Issue Converting tf.matmul Model to .tflite for STM32MP257F-EV1 NPU Acceleration

Justin_wu · ‎2025-03-20

Hello everyone,

I am trying to convert a tf.matmul operation into a .tflite model and deploy it on the STM32MP257F-EV1 NPU for acceleration. My inference inputs are (1, 1, 384) and (1, 51865, 384). Below is my code:

import tensorflow as tf
import numpy as np

hidden_states = tf.keras.Input(shape=(1, 384), dtype=tf.float32)
output_embeddings = tf.keras.Input(shape=(51865, 384), dtype=tf.float32)
output = tf.matmul(hidden_states, output_embeddings, transpose_b=True)

# Create a new standalone model
matmul_model = tf.keras.Model(inputs=[hidden_states, output_embeddings], outputs=output)
matmul_model.summary()

# Define the inputs
hidden_states = tf.random.normal((1, 1, 384), dtype=tf.float32) * 3
output_embeddings = tf.random.normal((1, 51865, 384), dtype=tf.float32) * 3

# Call the model with separate arguments
output = matmul_model([hidden_states, output_embeddings])
print(output.shape)
################
__Task item 1__: Which lines of the entries below contain the word "positive"? Collect each of those lines in full.
################
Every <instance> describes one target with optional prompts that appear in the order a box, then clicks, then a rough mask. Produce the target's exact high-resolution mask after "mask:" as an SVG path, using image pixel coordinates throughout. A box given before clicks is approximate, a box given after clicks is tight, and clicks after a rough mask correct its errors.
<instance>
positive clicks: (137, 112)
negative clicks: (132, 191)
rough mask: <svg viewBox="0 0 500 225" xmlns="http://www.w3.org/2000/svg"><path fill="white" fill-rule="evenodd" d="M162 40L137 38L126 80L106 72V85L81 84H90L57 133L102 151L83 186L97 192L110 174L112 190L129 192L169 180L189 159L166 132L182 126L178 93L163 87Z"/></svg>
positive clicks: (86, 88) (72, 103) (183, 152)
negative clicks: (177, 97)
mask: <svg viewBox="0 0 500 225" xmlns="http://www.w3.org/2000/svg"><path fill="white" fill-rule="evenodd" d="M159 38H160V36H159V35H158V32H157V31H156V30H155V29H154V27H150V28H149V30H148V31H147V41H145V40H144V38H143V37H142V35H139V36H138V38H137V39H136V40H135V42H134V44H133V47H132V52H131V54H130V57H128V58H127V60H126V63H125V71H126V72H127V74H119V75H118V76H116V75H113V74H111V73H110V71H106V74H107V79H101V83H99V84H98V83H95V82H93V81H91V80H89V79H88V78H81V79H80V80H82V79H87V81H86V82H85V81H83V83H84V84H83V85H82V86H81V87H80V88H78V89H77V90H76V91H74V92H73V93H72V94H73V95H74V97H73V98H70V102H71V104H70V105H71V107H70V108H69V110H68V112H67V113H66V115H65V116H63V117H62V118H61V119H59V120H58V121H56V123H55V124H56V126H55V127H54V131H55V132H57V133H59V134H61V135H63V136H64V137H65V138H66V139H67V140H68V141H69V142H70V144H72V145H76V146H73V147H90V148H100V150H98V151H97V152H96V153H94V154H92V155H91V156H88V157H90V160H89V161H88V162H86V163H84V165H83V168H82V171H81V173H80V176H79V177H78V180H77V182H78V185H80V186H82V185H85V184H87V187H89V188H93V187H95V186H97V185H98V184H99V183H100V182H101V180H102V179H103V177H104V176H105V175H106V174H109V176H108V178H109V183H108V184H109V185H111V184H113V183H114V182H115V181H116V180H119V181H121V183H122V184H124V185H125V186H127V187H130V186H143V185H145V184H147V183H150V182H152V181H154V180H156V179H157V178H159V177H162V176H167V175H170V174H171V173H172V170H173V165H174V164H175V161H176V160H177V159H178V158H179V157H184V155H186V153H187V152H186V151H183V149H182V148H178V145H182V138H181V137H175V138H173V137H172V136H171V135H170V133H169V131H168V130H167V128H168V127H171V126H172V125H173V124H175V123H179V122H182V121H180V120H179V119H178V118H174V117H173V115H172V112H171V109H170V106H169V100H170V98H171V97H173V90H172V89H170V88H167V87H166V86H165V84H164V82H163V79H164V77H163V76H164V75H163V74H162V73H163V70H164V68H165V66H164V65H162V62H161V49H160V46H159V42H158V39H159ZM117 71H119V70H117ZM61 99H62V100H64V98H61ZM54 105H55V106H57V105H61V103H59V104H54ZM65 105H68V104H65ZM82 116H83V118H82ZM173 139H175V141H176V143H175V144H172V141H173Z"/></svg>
################
__Task item 2__: Retype the stretch of the tf.matmul forum post that begins at the words "matmul_model.summary()" and stops after "output = matmul_model([hidden_states, output_embeddings])".

__Task response 1__:
positive clicks: (137, 112)
positive clicks: (86, 88) (72, 103) (183, 152)

__Task response 2__:
matmul_model.summary()

# Define the inputs
hidden_states = tf.random.normal((1, 1, 384), dtype=tf.float32) * 3
output_embeddings = tf.random.normal((1, 51865, 384), dtype=tf.float32) * 3

# Call the model with separate arguments
output = matmul_model([hidden_states, output_embeddings])